• _Your goal_
In the records that follow, find each line with the word "above" and copy it.

╭─ Data section

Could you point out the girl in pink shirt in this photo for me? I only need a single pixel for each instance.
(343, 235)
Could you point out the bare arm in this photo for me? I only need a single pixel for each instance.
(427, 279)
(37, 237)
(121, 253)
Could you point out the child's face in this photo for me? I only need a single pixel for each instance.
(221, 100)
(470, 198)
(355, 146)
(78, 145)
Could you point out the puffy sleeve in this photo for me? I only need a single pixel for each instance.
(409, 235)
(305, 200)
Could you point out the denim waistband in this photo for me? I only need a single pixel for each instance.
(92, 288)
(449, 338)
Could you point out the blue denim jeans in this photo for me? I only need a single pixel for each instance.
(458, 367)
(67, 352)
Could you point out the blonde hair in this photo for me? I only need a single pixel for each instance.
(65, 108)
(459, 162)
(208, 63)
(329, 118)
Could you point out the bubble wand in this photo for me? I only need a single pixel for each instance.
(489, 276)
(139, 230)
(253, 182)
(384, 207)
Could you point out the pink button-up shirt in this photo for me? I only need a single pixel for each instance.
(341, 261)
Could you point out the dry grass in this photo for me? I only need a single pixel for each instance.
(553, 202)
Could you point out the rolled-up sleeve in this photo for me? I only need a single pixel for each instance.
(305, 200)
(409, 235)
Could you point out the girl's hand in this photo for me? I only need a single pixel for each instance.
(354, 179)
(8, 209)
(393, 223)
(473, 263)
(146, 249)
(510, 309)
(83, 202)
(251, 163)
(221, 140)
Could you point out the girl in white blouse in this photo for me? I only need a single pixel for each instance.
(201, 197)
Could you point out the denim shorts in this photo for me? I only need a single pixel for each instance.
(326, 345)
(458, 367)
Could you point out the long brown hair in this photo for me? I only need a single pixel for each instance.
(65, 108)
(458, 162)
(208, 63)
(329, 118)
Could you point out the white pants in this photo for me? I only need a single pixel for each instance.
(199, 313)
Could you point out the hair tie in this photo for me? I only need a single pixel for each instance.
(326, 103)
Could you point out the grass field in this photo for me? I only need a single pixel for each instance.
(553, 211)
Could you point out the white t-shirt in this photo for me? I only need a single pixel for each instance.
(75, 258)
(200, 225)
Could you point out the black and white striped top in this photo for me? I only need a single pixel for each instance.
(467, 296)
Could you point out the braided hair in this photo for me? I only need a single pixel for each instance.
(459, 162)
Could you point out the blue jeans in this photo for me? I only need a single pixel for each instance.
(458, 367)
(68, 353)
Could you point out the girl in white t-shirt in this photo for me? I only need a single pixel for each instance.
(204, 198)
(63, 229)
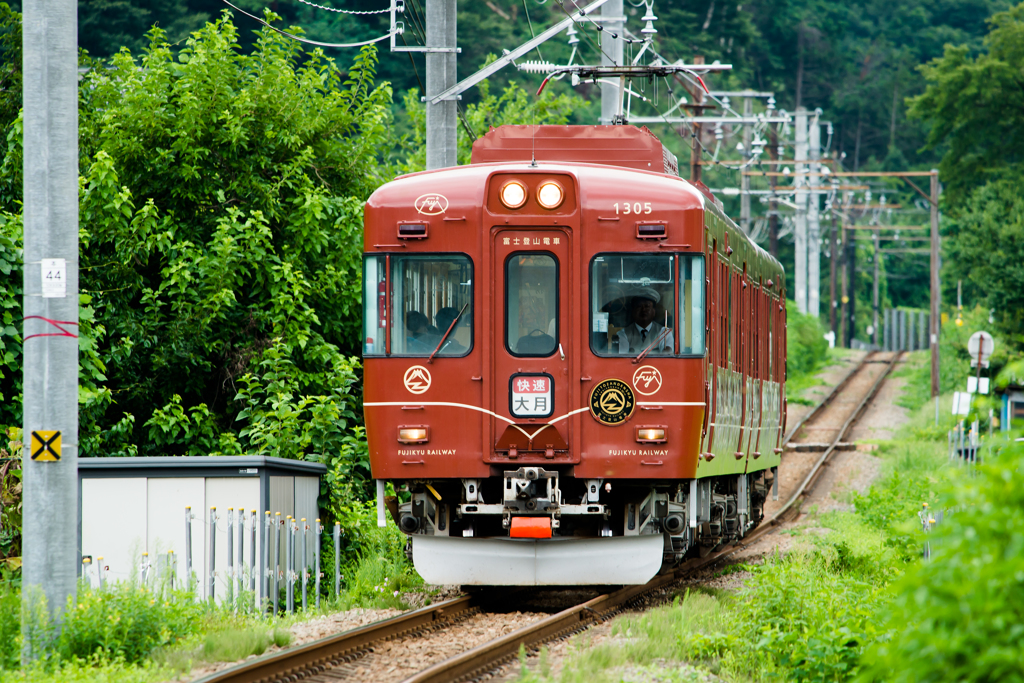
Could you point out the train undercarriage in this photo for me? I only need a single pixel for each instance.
(535, 525)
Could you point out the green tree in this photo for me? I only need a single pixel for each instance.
(220, 230)
(975, 108)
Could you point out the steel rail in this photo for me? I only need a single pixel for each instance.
(489, 655)
(813, 413)
(314, 657)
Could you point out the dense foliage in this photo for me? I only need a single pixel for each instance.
(975, 105)
(806, 347)
(958, 617)
(220, 222)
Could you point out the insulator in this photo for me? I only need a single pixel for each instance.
(537, 67)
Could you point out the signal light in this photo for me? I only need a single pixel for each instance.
(550, 195)
(513, 194)
(414, 434)
(650, 435)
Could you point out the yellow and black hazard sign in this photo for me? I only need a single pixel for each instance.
(46, 445)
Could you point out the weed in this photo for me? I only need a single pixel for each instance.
(237, 644)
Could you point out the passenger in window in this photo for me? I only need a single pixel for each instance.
(420, 337)
(644, 330)
(443, 319)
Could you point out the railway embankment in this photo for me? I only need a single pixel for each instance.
(844, 591)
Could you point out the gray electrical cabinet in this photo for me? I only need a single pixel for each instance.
(131, 506)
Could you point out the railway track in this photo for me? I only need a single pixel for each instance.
(331, 658)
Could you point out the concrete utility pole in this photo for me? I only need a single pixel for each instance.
(875, 295)
(613, 19)
(833, 262)
(936, 323)
(744, 180)
(851, 269)
(813, 223)
(774, 152)
(800, 230)
(441, 118)
(50, 331)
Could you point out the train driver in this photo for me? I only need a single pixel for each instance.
(644, 331)
(421, 337)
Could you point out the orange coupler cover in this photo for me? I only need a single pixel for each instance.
(530, 527)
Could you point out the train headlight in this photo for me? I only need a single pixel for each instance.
(650, 435)
(414, 434)
(513, 194)
(550, 195)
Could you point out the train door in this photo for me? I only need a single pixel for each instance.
(532, 310)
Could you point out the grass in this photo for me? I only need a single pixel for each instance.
(798, 384)
(808, 615)
(127, 632)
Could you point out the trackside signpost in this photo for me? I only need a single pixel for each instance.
(50, 305)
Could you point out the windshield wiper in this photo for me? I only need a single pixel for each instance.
(660, 335)
(448, 332)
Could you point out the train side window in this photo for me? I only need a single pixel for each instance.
(428, 292)
(374, 304)
(531, 304)
(691, 305)
(633, 305)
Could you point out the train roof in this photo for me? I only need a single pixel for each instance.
(589, 153)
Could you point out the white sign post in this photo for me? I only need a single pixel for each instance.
(980, 346)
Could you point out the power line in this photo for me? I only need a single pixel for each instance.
(303, 40)
(346, 11)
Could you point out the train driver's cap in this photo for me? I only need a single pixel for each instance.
(648, 293)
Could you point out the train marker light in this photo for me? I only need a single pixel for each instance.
(650, 435)
(530, 527)
(514, 195)
(550, 195)
(414, 434)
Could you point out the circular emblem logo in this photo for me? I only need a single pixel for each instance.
(417, 379)
(611, 401)
(647, 380)
(431, 204)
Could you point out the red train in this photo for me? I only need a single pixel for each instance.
(574, 360)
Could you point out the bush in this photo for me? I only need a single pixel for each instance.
(806, 347)
(382, 571)
(237, 644)
(10, 625)
(126, 622)
(961, 615)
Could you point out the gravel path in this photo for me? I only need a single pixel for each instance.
(399, 658)
(849, 471)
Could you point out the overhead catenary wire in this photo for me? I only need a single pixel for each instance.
(346, 11)
(303, 40)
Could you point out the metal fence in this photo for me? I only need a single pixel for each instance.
(905, 330)
(286, 567)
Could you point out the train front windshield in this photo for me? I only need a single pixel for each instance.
(647, 302)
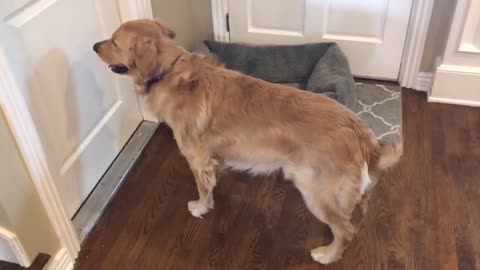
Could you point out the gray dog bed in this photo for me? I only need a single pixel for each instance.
(318, 67)
(321, 68)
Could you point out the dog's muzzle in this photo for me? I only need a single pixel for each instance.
(120, 69)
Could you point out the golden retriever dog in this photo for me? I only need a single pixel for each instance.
(222, 118)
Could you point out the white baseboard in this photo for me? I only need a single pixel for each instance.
(454, 101)
(61, 261)
(11, 249)
(423, 81)
(456, 85)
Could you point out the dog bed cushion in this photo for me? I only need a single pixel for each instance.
(316, 67)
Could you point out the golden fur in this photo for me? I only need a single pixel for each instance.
(222, 118)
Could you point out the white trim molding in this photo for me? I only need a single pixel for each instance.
(21, 124)
(219, 20)
(134, 9)
(61, 261)
(16, 247)
(28, 12)
(414, 44)
(456, 85)
(423, 81)
(457, 78)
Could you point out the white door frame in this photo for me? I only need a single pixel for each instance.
(21, 123)
(409, 76)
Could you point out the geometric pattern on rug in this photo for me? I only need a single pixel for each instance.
(380, 107)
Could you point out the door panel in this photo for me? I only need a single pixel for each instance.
(370, 32)
(84, 113)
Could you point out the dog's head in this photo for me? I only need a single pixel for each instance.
(142, 49)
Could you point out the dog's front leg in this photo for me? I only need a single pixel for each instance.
(205, 171)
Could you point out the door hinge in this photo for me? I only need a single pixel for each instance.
(227, 20)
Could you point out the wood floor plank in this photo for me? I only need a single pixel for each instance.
(422, 215)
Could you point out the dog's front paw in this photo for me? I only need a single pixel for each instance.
(324, 255)
(197, 209)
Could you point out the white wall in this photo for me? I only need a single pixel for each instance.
(191, 20)
(457, 78)
(21, 211)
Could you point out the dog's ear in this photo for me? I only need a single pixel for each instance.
(144, 57)
(167, 31)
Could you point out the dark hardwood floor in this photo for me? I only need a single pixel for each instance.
(425, 214)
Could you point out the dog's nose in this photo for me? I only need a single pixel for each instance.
(96, 46)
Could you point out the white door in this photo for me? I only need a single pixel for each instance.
(83, 112)
(370, 32)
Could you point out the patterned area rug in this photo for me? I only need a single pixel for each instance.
(381, 108)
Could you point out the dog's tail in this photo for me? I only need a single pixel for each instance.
(390, 154)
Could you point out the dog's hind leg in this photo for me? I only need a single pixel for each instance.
(323, 205)
(205, 172)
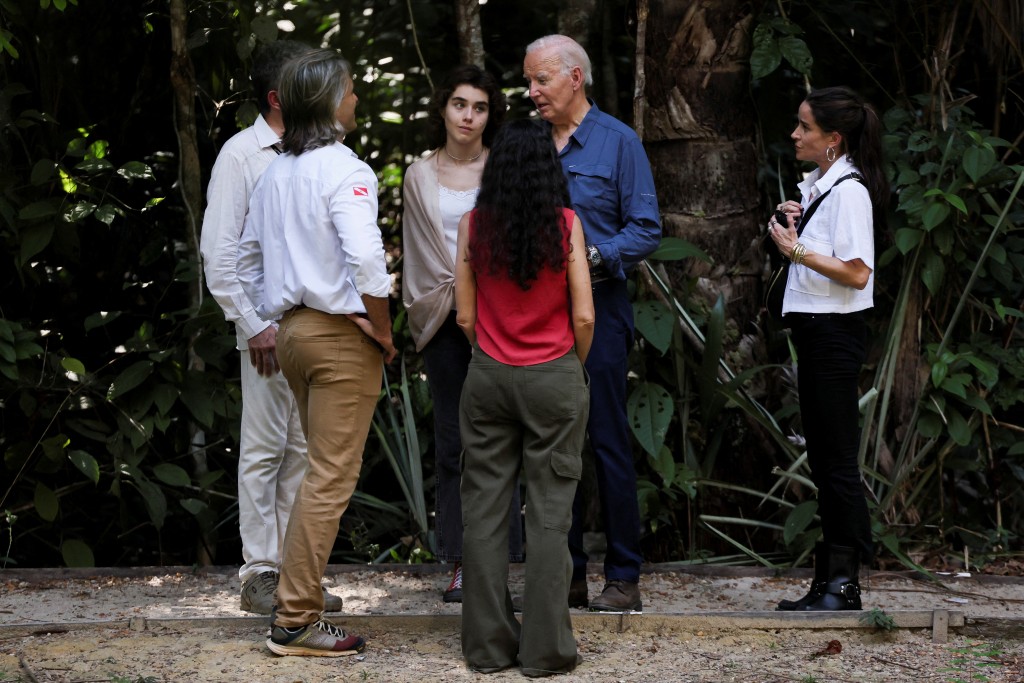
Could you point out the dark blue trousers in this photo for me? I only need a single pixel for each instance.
(609, 439)
(446, 358)
(830, 351)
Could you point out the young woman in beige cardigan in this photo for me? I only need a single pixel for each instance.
(466, 112)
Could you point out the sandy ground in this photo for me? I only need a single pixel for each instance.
(163, 625)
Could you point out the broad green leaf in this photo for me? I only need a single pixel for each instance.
(933, 272)
(98, 319)
(195, 506)
(907, 239)
(766, 56)
(107, 214)
(935, 213)
(46, 503)
(78, 211)
(172, 474)
(664, 465)
(978, 161)
(86, 464)
(43, 171)
(34, 240)
(73, 366)
(797, 53)
(93, 166)
(77, 554)
(957, 426)
(798, 520)
(650, 410)
(655, 323)
(675, 249)
(135, 170)
(129, 379)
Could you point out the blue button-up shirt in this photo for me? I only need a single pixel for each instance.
(612, 190)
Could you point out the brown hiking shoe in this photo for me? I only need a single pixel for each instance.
(617, 596)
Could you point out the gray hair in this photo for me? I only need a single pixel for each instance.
(570, 53)
(312, 86)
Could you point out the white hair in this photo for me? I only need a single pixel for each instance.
(570, 53)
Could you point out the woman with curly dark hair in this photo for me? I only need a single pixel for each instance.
(523, 299)
(466, 112)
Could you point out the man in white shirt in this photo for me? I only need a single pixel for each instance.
(272, 450)
(311, 253)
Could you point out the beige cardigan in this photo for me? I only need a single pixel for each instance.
(428, 271)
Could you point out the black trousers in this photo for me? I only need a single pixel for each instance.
(830, 351)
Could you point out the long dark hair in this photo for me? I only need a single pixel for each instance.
(477, 78)
(841, 110)
(518, 223)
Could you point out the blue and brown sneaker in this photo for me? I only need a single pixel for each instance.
(322, 639)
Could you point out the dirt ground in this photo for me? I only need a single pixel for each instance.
(172, 625)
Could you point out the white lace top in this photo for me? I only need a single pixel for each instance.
(454, 205)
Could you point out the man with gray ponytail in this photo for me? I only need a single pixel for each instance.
(311, 254)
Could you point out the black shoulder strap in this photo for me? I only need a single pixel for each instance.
(814, 205)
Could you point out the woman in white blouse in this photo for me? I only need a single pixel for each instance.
(466, 111)
(829, 286)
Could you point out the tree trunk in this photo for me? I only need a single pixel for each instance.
(470, 36)
(183, 84)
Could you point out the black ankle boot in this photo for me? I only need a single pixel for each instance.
(842, 590)
(817, 586)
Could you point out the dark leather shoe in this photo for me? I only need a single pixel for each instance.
(578, 593)
(617, 596)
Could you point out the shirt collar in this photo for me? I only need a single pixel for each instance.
(264, 134)
(822, 183)
(586, 126)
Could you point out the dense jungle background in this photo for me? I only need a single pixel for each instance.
(119, 393)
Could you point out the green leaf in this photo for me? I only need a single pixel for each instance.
(978, 161)
(194, 506)
(798, 520)
(664, 465)
(77, 212)
(676, 249)
(135, 170)
(86, 464)
(766, 55)
(907, 239)
(77, 554)
(935, 213)
(797, 53)
(93, 166)
(46, 503)
(73, 366)
(933, 272)
(172, 474)
(43, 171)
(958, 428)
(655, 323)
(129, 379)
(34, 240)
(650, 410)
(36, 210)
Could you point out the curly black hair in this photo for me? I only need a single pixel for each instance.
(477, 78)
(517, 228)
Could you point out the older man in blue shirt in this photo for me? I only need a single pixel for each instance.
(612, 190)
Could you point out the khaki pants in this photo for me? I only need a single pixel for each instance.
(531, 418)
(335, 372)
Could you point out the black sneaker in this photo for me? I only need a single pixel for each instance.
(322, 639)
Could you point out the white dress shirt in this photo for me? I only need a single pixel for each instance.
(240, 164)
(311, 236)
(842, 226)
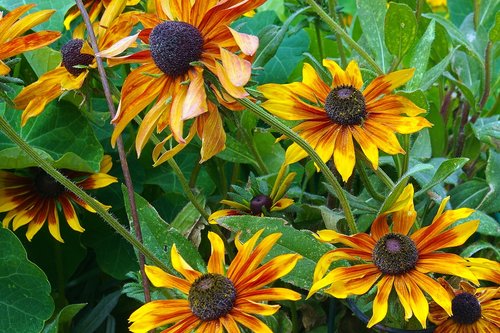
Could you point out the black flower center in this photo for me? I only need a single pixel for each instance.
(46, 186)
(345, 105)
(395, 254)
(72, 57)
(174, 45)
(259, 202)
(211, 296)
(466, 308)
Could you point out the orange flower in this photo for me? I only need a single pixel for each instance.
(12, 27)
(219, 299)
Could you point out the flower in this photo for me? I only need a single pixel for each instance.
(331, 115)
(219, 298)
(474, 310)
(257, 201)
(77, 58)
(396, 259)
(12, 27)
(35, 198)
(184, 40)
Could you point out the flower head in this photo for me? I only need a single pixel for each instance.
(12, 27)
(256, 199)
(36, 198)
(332, 114)
(183, 41)
(219, 298)
(398, 260)
(474, 310)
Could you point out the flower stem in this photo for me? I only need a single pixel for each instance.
(97, 206)
(338, 30)
(283, 129)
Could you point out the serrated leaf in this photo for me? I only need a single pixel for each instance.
(291, 241)
(400, 28)
(25, 302)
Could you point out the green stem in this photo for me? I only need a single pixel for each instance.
(54, 173)
(283, 129)
(338, 30)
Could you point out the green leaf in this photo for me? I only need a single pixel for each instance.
(400, 28)
(25, 303)
(158, 236)
(373, 13)
(61, 134)
(291, 241)
(420, 57)
(62, 323)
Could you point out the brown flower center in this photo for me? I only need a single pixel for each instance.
(46, 186)
(395, 254)
(345, 105)
(174, 46)
(211, 296)
(466, 308)
(72, 57)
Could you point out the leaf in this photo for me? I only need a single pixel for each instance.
(400, 28)
(61, 134)
(62, 323)
(291, 241)
(420, 57)
(25, 303)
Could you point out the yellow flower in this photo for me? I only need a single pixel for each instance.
(333, 114)
(34, 198)
(183, 40)
(397, 260)
(474, 310)
(66, 77)
(219, 299)
(12, 27)
(254, 202)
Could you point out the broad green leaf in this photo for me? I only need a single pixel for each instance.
(62, 323)
(158, 236)
(25, 302)
(420, 57)
(400, 28)
(373, 13)
(61, 134)
(291, 241)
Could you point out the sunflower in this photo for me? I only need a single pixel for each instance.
(258, 201)
(219, 298)
(12, 27)
(77, 58)
(474, 310)
(35, 197)
(184, 41)
(333, 114)
(396, 259)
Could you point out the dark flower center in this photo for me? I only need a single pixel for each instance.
(46, 186)
(174, 45)
(72, 57)
(395, 254)
(259, 202)
(345, 105)
(466, 308)
(211, 296)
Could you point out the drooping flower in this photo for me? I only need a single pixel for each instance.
(398, 260)
(184, 40)
(219, 299)
(12, 27)
(474, 310)
(332, 114)
(77, 59)
(256, 199)
(34, 198)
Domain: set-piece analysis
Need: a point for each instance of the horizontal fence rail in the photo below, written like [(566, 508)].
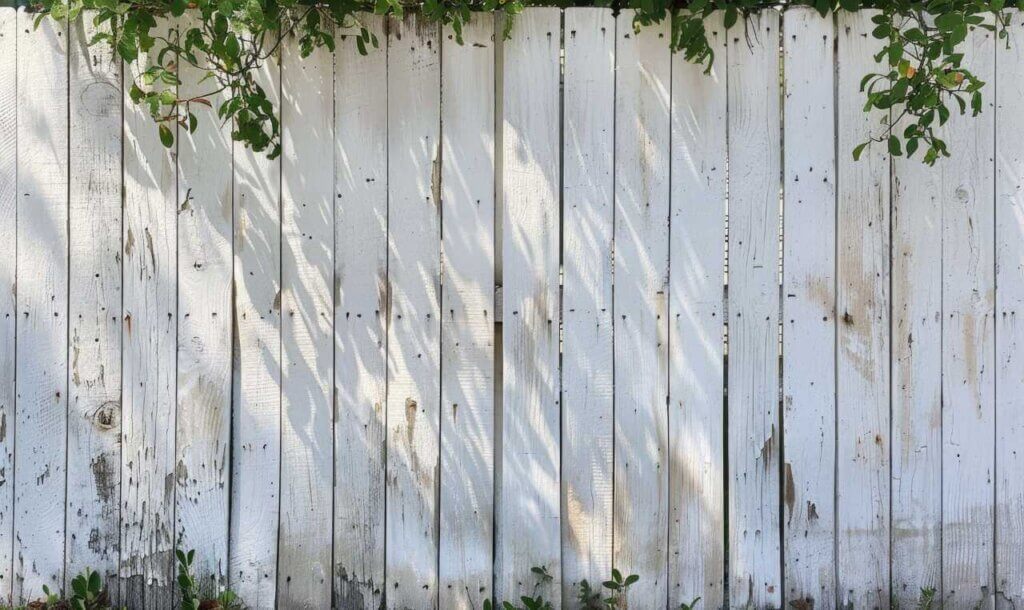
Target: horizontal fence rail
[(560, 300)]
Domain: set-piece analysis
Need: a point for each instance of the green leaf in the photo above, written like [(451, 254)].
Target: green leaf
[(731, 14), (894, 146), (166, 137)]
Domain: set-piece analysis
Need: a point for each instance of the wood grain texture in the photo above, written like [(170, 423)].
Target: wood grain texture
[(641, 306), (862, 332), (256, 411), (307, 328), (205, 329), (969, 347), (528, 486), (916, 379), (696, 318), (414, 324), (359, 318), (1010, 336), (41, 353), (8, 265), (93, 513), (809, 309), (467, 315), (148, 359), (588, 203), (754, 313)]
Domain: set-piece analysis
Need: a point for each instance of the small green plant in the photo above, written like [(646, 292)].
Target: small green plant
[(536, 601), (927, 598), (589, 598), (619, 587), (51, 599), (88, 592), (186, 582)]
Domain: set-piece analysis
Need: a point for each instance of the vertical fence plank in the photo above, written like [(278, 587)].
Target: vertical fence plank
[(916, 361), (640, 303), (8, 261), (148, 368), (414, 324), (754, 311), (256, 408), (306, 276), (809, 309), (1010, 336), (42, 301), (696, 430), (205, 329), (862, 332), (93, 537), (968, 347), (359, 317), (528, 530), (467, 319), (588, 190)]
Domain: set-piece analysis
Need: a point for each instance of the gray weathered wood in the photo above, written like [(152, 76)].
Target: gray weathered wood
[(359, 318), (754, 309), (967, 188), (414, 323), (916, 380), (256, 409), (205, 329), (528, 488), (862, 332), (93, 537), (467, 414), (8, 264), (588, 203), (148, 357), (41, 354), (1010, 335), (307, 328), (696, 307), (640, 302), (809, 309)]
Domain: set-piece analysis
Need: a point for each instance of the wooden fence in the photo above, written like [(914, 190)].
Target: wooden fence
[(534, 302)]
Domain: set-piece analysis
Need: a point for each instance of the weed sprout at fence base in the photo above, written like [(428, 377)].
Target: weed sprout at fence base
[(921, 79)]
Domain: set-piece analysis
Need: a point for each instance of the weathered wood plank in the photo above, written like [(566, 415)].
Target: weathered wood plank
[(360, 317), (754, 310), (148, 367), (307, 335), (468, 315), (256, 408), (969, 347), (93, 536), (528, 487), (41, 366), (8, 264), (1009, 335), (916, 371), (696, 427), (414, 322), (809, 309), (862, 332), (643, 66), (205, 329), (588, 201)]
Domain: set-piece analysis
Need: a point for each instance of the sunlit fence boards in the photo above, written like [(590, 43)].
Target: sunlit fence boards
[(558, 301)]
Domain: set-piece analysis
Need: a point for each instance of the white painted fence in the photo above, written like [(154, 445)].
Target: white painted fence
[(299, 367)]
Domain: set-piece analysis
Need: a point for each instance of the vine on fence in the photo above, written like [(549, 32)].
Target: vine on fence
[(922, 76)]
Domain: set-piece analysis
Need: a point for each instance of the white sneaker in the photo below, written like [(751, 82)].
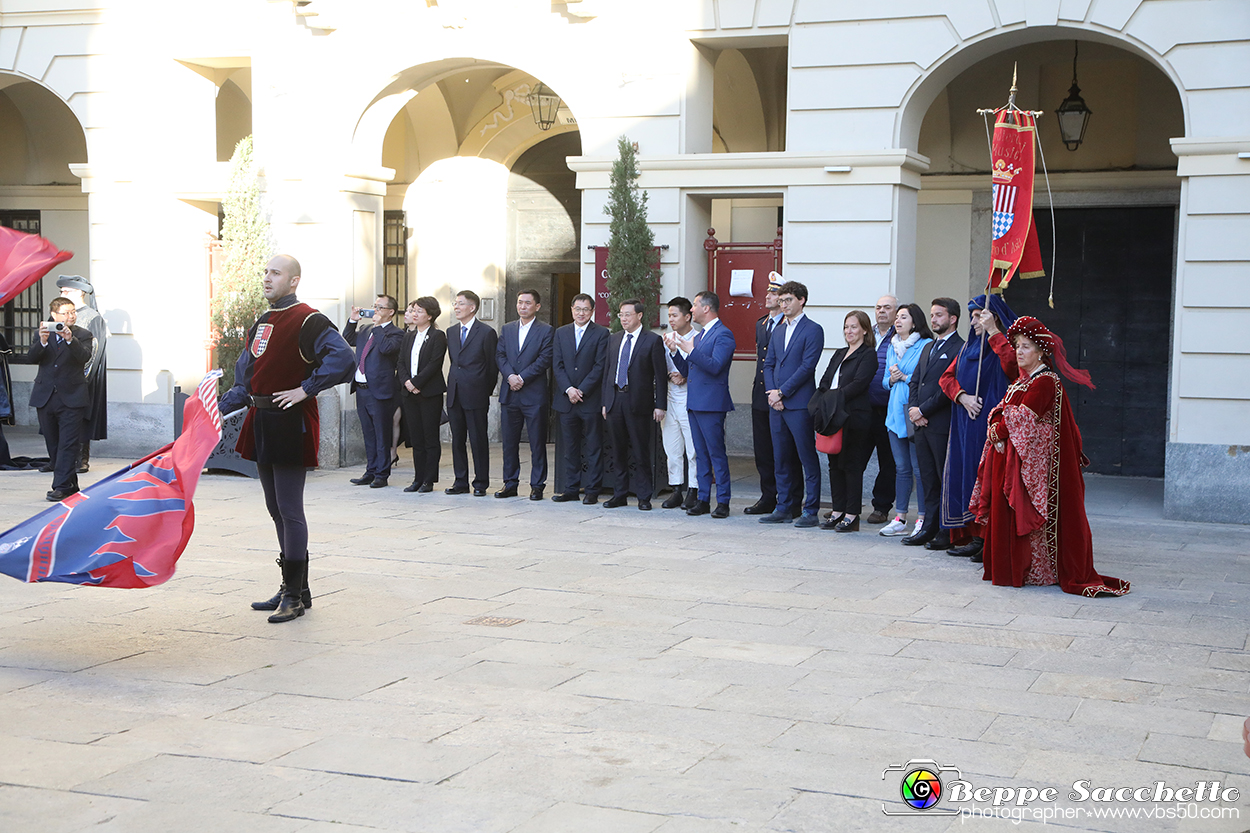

╰─

• _Answer to the problem_
Need: a point for each instance of the green leaf in the photo above, written like [(451, 254)].
Need: a point for each instance of the wood grain texture in the photo above, written like [(170, 423)].
Need: a point for each instance of the small green plant in the photo above, written like [(646, 292)].
Need: a point for each instance of the vertical fence plank in the photo above, written like [(278, 587)].
Need: a point for each instance of the gray weathered wood in the photo above, written like [(152, 76)].
Need: a point for each instance of the wooden fence in the photo above, written like [(914, 190)].
Need: a point for each instance of the weed sprout at fence base in the photo above, written like [(428, 377)].
Need: a point for each instance of the weathered wood plank in the photo above, written like [(566, 415)].
Need: a point for each instance of the sunlit fence boards in the photo above, written like [(590, 43)].
Need: a point for each instance of the white painted fence in the photo above, written like [(154, 445)].
Need: a point for each instance of the vine on fence in the photo above, written like [(549, 32)].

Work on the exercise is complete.